Continue the piece on Fusobacterium nucleatum and colon cancer, picking up right after its last sentence.

▶ _PASSAGE FOR REVIEW_
######

Abstract
A ubiquitous oral cavity microbe, Fusobacterium nucleatum, is increasingly being implicated in colorectal cancer pathogenesis. An article in this issue elucidates the differential association of F. nucleatum with tumor-infiltrating lymphocytes depending on microsatellite instability status. Cancer Immunol Res; 6(11); 1290–1. ©2018 AACR.
See article by Hamada et al., p. 1327.
A human's intestines are sometimes dismissed as merely a conduit through which solid waste can be transported and expelled. In reality, the intestines represent a vital organ that plays a central physiologic role in functions ranging from digestion to maintenance of fluid balance to regulating parts of our immune system to hosting the huge community of microbiota called the microbiome.
To state the obvious, studying the microbiome is a daunting challenge. It is estimated that the number of microbiota is about 36 trillion. The diversity of species is staggering, and its members may change depending on the components of a recent meal or a dose of antibiotics. New molecular and biostatistical tools and the advances in immunotherapy have fueled the recent surge in interest in the microbiome—but where to start?
Since 2012, a group of coauthors has focused their efforts on dissecting the role of one bacterium, F. nucleatum, found to be enriched in colorectal carcinomas compared with matched normal colons (1). Mima and colleagues discovered that the proportion of F. nucleatum–high colorectal cancers gradually decreases along the continuum from the cecum to rectum (2), which may contribute to the explanation for the recent recognition that patients with advanced colorectal cancer originating in the proximal (right-sided) colon have a worse prognosis as compared with patients with tumors originating in the distal (left-sided) colon. Other factors are also operative, such as a gradient distribution of tumor mutations and patterns of gene expression, which may relate to distinct embryologic origins (right colon from the midgut; left colon from the hindgut). Nevertheless, F. nucleatum associates with poor prognosis right-sided and microsatellite instability (MSI)–high colorectal cancers. Remarkably, F. nucleatum was also observed to persist in distant metastatic lesions, and even through successive passages in patient-derived xenograft models (3).

######

▶ _ENTRIES PROVIDED_
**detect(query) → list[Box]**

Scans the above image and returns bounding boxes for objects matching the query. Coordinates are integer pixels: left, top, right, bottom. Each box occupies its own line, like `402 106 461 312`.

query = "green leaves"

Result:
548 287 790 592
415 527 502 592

######

▶ _ANSWER_
Meanwhile, colorectal cancer has also gained notoriety in the immunotherapy space, albeit for its extraordinarily low responsiveness to checkpoint inhibitors. Even colorectal cancers with intermediate or moderately high tumor mutation burden are impervious to these treatments. The 5% of metastatic colorectal cancers that are MSI-high are the exception, with an objective response rate to pembrolizumab or nivolumab of ∼30%. Beyond MSI, biomarkers of nonresponse or response to checkpoint inhibitors have remained elusive. And this is where the next chapter of F. nucleatum research begins.
Here, Hamada and colleagues report that the presence F. nucleatum is positively correlated with tumor-infiltrating lymphocytes (TILs) in non–MSI-high tumors and inversely correlated with TILs in MSI-high tumors (4). In non–MSI-high cancers with fewer neoantigens, the proinflammatory effects of F. nucleatum appear to dominate, promoting a lymphocytic reaction. In MSI-high tumors with abundant neoantigens, F. nucleatum appears to suppress the adaptive immune response. Although not yet directly evaluated, the implication is that the presence of F. nucleatum may explain why some MSI-high colorectal cancers are able to evade immune-checkpoint blockade.
Such provocative findings will surely inspire further microbiome research, ranging from detailed mechanistic analyses to comprehensive sequencing-based surveys. Moreover, studies like this one are ushering in a new era of colorectal cancer clinical trials. In the near future, expect to see a proliferation of human trials involving antibiotics, probiotics, prebiotics, dietary modifications, and fecal microbiotica transplants. Although F. nucleatum cannot possibly tell the whole story, this work does give us a hopeful glimpse at a future where cost-efficient complementary approaches may yield effective prevention strategies, as well as tunable means to maximize efficacy and mitigate toxicity of immuno- and cancer-directed therapies.
Disclosure of Potential Conflicts of Interest
No potential conflicts of interest were disclosed.
- ©2018 American Association for Cancer Research.